Document segment >>
◇ ◇ ◇ ◇

Gay Girl in Damascus a Hoax, Actually A Straight Guy in Scotland

Well, I guess this is one way to cure your writer’s block. It turns out that the person behind the “Gay Girl in Damascus” blog is actually an aspiring fiction writer from Georgia. An...
Gay Girl in Damascus a Hoax, Actually A Straight Guy in Scotland
Written by Josh Wolford

Well, I guess this is one way to cure your writer’s block.

It turns out that the person behind the “Gay Girl in Damascus” blog is actually an aspiring fiction writer from Georgia. And by Georgia I mean the state. And the ‘gay girl” is also a married guy.

Last week, a story was picked up about a pretty young girl living in Syria who had been kidnapped by state forces in the country and taken to an unknown location. The girl, named Amina, was the author of a popular blog entitled “Gay Girl In Damascus.” On June 6th, her readers were shocked to see a post from Amina’s cousin, who said that the girl had been kidnapped by “security services of the Baath party militia.”

The blog has nearly one million page views and provides followers with poetry, political statements and autobiographical content – all purportedly written by Amina, an out lesbian in Syria. The blog had even contained posts detailing encounters with anti-gay Syrians, most notably one where Amina’s father supposedly shamed two armed men out of kidnapping her in the middle of the night. Everything on the blog was reported as fact.

◇ ◇ ◇ ◇

(Dataset records on object locations)
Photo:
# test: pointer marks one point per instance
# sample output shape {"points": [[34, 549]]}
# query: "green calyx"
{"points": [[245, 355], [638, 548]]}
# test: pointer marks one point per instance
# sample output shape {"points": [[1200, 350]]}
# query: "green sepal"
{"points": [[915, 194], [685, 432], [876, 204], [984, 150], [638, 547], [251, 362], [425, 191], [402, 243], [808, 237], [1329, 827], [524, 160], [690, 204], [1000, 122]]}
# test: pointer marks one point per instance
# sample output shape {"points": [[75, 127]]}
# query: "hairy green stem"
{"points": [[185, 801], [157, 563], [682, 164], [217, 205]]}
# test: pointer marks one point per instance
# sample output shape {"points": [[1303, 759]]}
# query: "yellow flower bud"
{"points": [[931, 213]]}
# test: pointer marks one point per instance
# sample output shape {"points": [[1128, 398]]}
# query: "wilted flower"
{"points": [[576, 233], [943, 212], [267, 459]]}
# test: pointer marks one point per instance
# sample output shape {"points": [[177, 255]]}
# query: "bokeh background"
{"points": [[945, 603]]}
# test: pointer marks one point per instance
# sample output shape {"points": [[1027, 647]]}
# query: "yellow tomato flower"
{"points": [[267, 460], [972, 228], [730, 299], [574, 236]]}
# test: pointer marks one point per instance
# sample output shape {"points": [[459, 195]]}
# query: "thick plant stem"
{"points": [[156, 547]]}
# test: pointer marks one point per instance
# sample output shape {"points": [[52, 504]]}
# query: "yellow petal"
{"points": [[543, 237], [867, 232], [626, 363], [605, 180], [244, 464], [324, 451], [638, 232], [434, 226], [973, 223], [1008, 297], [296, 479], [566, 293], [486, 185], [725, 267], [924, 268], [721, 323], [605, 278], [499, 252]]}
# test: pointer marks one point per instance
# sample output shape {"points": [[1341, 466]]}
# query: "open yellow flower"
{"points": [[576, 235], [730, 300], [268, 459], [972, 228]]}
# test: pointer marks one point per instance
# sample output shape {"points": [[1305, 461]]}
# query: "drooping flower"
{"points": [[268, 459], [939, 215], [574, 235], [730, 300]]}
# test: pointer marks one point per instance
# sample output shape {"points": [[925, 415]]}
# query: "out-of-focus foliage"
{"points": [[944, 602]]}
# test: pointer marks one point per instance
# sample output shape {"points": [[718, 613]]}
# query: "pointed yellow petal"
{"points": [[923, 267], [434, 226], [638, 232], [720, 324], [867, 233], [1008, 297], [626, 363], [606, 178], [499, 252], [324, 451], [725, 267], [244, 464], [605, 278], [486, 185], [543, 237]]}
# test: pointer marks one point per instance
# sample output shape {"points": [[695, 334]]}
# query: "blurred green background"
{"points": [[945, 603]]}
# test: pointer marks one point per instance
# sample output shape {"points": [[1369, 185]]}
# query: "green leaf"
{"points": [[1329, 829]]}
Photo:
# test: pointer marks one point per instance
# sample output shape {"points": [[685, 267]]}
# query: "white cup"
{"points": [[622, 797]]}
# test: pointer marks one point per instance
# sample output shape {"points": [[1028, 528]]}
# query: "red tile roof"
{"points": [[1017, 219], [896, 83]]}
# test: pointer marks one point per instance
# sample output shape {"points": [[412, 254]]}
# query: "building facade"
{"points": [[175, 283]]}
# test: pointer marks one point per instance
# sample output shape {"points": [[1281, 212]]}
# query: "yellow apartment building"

◇ ◇ ◇ ◇

What you will do >>
1. Update the passage of the Gay Girl in Damascus article starting with "Last week, a" and going on through "reported as fact.", substituting "verse" for "poetry".
2. In the Gay Girl in Damascus article, on what date did readers see the post from Amina's cousin?
Rely solely on the text when responding.

Task-by-task answers >>
1.
Last week, a story was picked up about a pretty young girl living in Syria who had been kidnapped by state forces in the country and taken to an unknown location. The girl, named Amina, was the author of a popular blog entitled “Gay Girl In Damascus.” On June 6th, her readers were shocked to see a post from Amina’s cousin, who said that the girl had been kidnapped by “security services of the Baath party militia.”

The blog has nearly one million page views and provides followers with verse, political statements and autobiographical content – all purportedly written by Amina, an out lesbian in Syria. The blog had even contained posts detailing encounters with anti-gay Syrians, most notably one where Amina’s father supposedly shamed two armed men out of kidnapping her in the middle of the night. Everything on the blog was reported as fact.

2. June 6th